■ QUOTED PASSAGE:

-=-=-

After Cleansing: The Palestinian Exodus and the Palestinian Citizens of Israel (PCI)
The PCI are tangled in a fascinating position and we focus on a puzzle in their behavior, based on the previous theoretical discussion. On the one hand, they are the co-ethnics of the Palestinians living in the occupied territories and diasporas, and most see themselves as belonging to the Palestinian nation; on the other hand, they are citizens of Israel who expect equal rights, and many desire better integration into Israeli society. This situation is further complicated by their history, particularly the 1947—1949 war that continues to affect interethnic relationships in Israel. These PCI are the descendants of those hurt during the war, but unlike their counterparts across the 1949 Armistice border, they managed to avoid external displacement. Since 1948, they have become an array of vulnerable communities that live in a state dominated by a Jewish majority who are, in their eyes, the perpetrators. They are thus a good example of the theoretical framework we outlined and can be used to test our hypotheses.

-=-=-

■ THE TASK:
Condense the paragraph starting "The PCI are tangled" from the passage on Palestinian citizens of Israel into a short bulleted list that keeps its main facts. The records after this come from a different source than the text.

(Items listed in a dataset)

-=-=-

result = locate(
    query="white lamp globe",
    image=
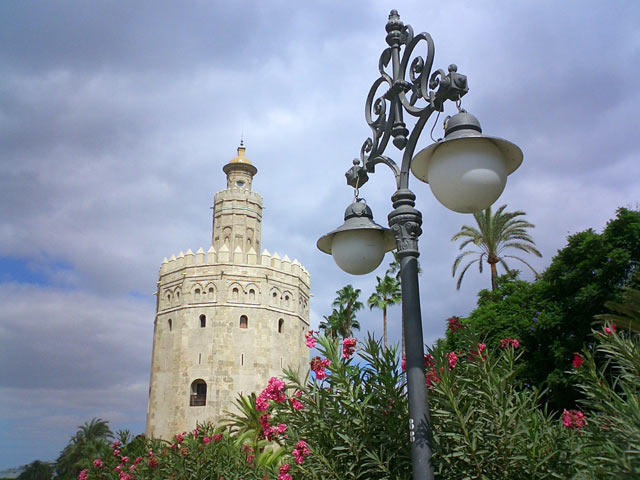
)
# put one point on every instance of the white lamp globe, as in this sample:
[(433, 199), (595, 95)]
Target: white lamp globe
[(468, 175), (358, 252), (467, 171)]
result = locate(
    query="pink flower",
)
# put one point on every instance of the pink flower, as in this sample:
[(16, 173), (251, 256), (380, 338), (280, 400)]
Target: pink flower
[(301, 451), (283, 472), (318, 365), (432, 377), (296, 404), (577, 360), (309, 340), (428, 360), (573, 419), (509, 342), (472, 353), (262, 404), (348, 347), (453, 360), (267, 430)]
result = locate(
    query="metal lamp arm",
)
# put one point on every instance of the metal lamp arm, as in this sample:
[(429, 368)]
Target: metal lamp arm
[(409, 74)]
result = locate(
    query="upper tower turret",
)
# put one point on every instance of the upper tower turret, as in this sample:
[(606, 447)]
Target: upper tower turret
[(237, 211)]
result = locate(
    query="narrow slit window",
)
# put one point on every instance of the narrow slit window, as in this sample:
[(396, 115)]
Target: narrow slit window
[(198, 396)]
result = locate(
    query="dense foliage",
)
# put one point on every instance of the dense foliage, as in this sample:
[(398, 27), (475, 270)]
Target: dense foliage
[(342, 320), (553, 315), (350, 422)]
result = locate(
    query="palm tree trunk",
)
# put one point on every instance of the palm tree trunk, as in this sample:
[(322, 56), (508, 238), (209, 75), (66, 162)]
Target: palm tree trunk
[(494, 275), (384, 325)]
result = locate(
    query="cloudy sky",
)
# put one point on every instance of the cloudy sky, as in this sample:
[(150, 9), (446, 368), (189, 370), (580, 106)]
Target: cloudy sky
[(117, 117)]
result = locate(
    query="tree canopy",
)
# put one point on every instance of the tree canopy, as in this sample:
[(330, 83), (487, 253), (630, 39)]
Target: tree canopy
[(495, 233), (553, 316)]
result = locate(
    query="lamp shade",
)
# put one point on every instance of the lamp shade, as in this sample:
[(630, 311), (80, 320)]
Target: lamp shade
[(359, 245), (466, 171)]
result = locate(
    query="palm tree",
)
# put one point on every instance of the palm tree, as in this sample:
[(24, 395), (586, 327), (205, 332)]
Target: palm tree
[(37, 471), (348, 300), (387, 293), (342, 320), (90, 441), (495, 233)]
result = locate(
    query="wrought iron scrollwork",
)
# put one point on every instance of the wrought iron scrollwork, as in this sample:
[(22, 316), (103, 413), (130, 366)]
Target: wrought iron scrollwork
[(409, 86)]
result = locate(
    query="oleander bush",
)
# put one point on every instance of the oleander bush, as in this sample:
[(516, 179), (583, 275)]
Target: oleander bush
[(349, 420)]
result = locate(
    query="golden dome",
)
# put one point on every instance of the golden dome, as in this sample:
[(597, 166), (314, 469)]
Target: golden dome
[(240, 158)]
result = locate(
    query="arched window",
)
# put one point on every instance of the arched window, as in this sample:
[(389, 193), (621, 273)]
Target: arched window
[(198, 393)]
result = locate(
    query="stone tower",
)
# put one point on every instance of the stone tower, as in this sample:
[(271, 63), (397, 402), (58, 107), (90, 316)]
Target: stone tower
[(226, 320)]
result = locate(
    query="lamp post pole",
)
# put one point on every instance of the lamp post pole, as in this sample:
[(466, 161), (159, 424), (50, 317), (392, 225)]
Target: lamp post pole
[(405, 220), (466, 172)]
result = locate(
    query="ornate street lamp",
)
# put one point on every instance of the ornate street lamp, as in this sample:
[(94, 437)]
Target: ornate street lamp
[(466, 171)]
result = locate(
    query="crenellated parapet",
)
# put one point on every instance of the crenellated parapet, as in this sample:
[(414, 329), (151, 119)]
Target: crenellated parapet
[(195, 278)]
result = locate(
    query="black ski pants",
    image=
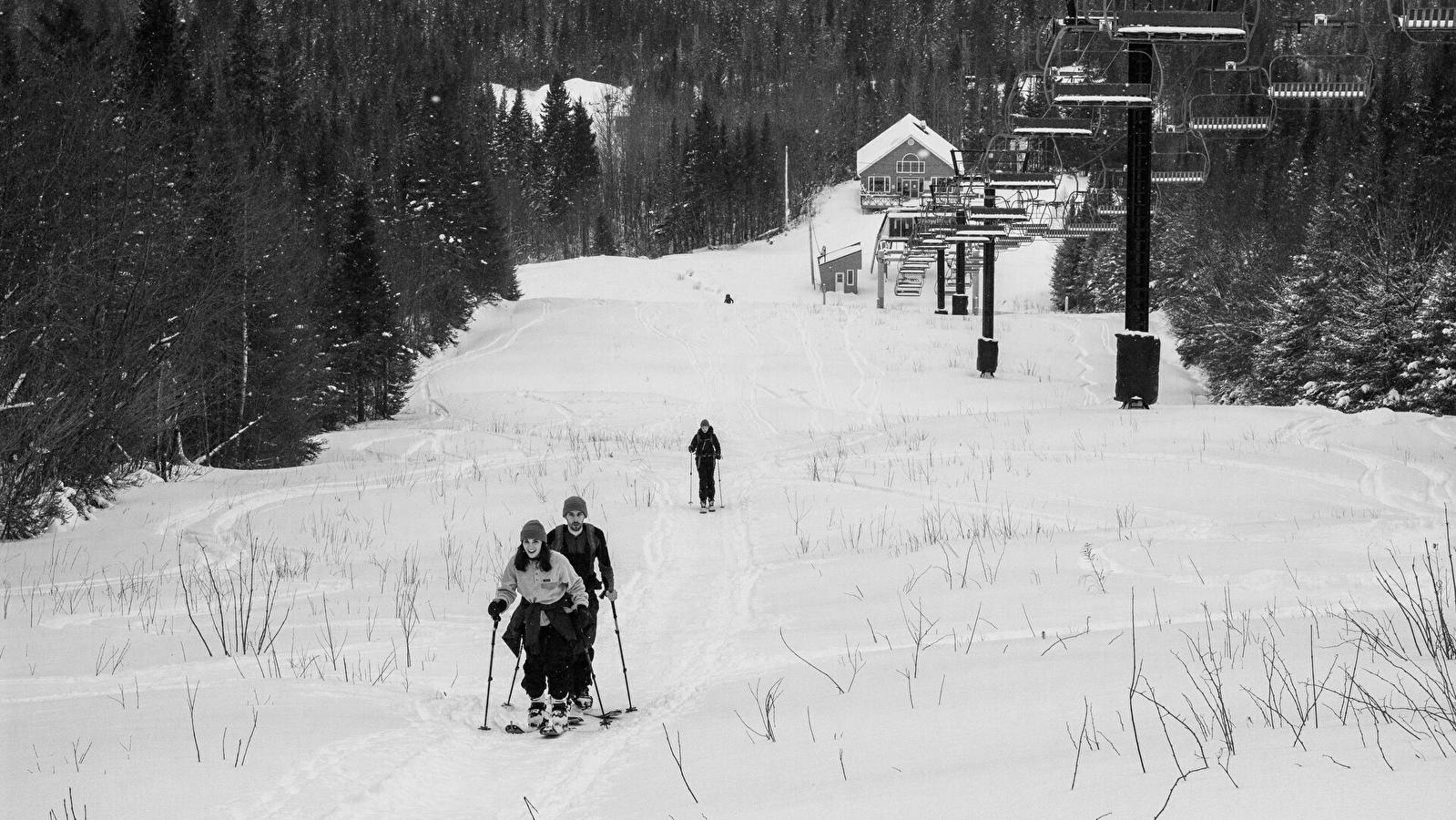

-=-=-

■ EXERCISE ANSWER:
- The PCI hold a puzzling position that the authors study using their earlier theoretical discussion.
- They share ethnicity with Palestinians in the occupied territories and diasporas, and most see themselves as part of the Palestinian nation.
- They are also Israeli citizens who expect equal rights, and many want better integration into Israeli society.
- The 1947–1949 war complicates this and still shapes interethnic relations in Israel.
- They descend from people hurt in that war but, unlike those across the 1949 Armistice border, avoided external displacement.
- Since 1948 they have been vulnerable communities in a state dominated by a Jewish majority they see as the perpetrators.
- This makes them a good case for the authors' framework and for testing their hypotheses.